Source data:
....................
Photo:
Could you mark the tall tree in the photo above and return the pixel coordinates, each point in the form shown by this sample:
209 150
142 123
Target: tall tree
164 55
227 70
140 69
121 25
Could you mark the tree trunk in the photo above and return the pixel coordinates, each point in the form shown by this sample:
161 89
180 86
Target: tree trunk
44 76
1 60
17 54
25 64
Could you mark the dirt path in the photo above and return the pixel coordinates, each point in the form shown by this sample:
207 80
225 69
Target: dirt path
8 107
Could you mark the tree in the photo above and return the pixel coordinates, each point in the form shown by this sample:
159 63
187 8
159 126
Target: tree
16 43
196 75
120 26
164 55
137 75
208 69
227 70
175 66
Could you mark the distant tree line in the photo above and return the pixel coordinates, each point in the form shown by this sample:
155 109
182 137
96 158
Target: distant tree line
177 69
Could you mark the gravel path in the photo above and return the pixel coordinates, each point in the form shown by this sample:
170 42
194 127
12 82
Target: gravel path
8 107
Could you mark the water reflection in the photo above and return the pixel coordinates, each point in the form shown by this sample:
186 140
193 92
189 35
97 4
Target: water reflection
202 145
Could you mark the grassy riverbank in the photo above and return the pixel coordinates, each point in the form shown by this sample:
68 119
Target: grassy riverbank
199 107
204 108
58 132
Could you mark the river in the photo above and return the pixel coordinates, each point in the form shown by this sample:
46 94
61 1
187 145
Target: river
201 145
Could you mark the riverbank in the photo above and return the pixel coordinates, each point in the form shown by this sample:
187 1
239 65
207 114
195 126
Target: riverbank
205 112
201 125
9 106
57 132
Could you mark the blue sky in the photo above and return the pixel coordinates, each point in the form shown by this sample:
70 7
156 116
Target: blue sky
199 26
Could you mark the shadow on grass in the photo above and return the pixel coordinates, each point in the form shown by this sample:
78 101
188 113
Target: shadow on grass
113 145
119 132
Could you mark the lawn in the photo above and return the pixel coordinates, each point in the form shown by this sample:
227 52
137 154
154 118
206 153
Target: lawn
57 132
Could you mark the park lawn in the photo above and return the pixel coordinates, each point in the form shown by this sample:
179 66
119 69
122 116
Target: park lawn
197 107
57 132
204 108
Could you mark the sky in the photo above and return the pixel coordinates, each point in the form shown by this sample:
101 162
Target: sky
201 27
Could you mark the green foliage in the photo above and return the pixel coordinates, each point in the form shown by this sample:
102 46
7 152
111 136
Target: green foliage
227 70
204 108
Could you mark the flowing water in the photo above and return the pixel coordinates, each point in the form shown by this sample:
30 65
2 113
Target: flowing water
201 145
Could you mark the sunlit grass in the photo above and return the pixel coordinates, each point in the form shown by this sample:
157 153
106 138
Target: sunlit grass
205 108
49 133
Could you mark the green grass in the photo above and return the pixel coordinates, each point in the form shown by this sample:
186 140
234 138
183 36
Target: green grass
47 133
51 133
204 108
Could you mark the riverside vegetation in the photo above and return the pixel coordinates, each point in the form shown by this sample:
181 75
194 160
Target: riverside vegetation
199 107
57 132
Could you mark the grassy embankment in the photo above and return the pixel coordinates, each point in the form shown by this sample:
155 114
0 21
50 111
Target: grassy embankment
....................
What is needed:
So that nothing is lost, please repeat all of the entries exactly.

Result for this task:
Photo:
Could you mark the tall tree in the photo above and return the pixel coordinates, each point in the form shown by this sample:
209 150
142 123
Target: tall tree
164 55
227 70
140 69
121 25
Could you mark the tree trunk in the photo above and return the pixel coordinates, each point in the form shown by this sample:
161 89
180 86
Target: tree trunk
44 76
1 60
17 54
25 64
Could you mark the dirt path in the photo above and return the pixel coordinates, each point in the form shown by this sample:
207 80
225 69
Target: dirt path
8 107
Could you mark the tree in the photo above and return the pixel coordinates, each point in the form shown by this sample:
159 63
187 8
159 126
Target: tree
16 43
196 75
120 26
164 55
137 75
208 69
227 70
175 66
Could you mark the distant tree line in the photo above and return the pixel coordinates, each point in the form shown by this sample:
155 109
182 137
96 158
Target: distant tree line
177 69
Could you mark the gravel path in the photo above and return the pixel coordinates, each point in the form shown by this sample:
170 42
194 127
12 82
Target: gravel path
8 107
Could you mark the water reflection in the photo above and return the pixel coordinates, each point in the form shown by this sample:
186 140
193 92
189 35
97 4
Target: water reflection
202 145
Could you mark the grassy riverbank in the photo above and return the pixel coordinates, each point in the form shown by this sample:
68 119
Target: grassy riverbank
199 107
204 108
58 132
Could you mark the river in the photo above and return the pixel coordinates, each point in the form shown by this sample:
46 94
61 1
187 145
Target: river
201 145
Could you mark the riverbank in the photo above and return the pixel coordinates, each point in the form shown by this sample:
187 1
239 65
207 114
195 126
Target: riverbank
205 112
201 125
9 106
57 132
Could you mark the blue sky in the photo above and return the pixel coordinates, each point in the form shown by this sample:
70 7
156 116
Target: blue sky
199 26
Could you mark the shadow on grass in the photo above and return the pixel coordinates, each point in the form shown by this sample:
78 101
188 113
Target: shadow on grass
113 145
119 132
Could you mark the lawn in the photo above and return the pixel coordinates, each point in the form shown by this sample:
227 52
137 154
154 118
206 153
Target: lawn
57 132
Could you mark the park lawn in the photo above and return the pixel coordinates, each point in the form shown by this sample:
179 66
119 69
122 116
Target: park lawn
197 107
57 132
204 108
Could you mark the sky in the photo above and return the pixel coordinates, each point in the form shown by this sample:
101 162
Target: sky
201 27
Could you mark the green foliage in the photo above and return the pixel coordinates, each point in the form shown by this sample:
102 46
7 152
111 136
Target: green foliage
227 70
204 108
Could you mark the flowing water in the photo above and return the pixel coordinates, each point in the form shown by this sample:
30 65
2 113
Target: flowing water
201 145
Could you mark the sunlit grass in the photo above and return the pixel coordinates, each point in the form shown by this sample:
157 153
106 138
Target: sunlit grass
205 108
49 133
Could you mark the green grass in the photo above and return the pixel coordinates, each point in the form shown by this sample:
186 140
234 138
183 36
Target: green grass
47 133
51 133
204 108
Could you mark the riverside vegetation in the photo above and return the pixel coordinates, each point in the form shown by this sample:
181 75
194 160
Target: riverside vegetation
199 107
57 132
Could you mark the grassy embankment in the photo above and return the pixel coordinates, each point in the form shown by this sample:
155 114
0 21
50 111
Target: grassy embankment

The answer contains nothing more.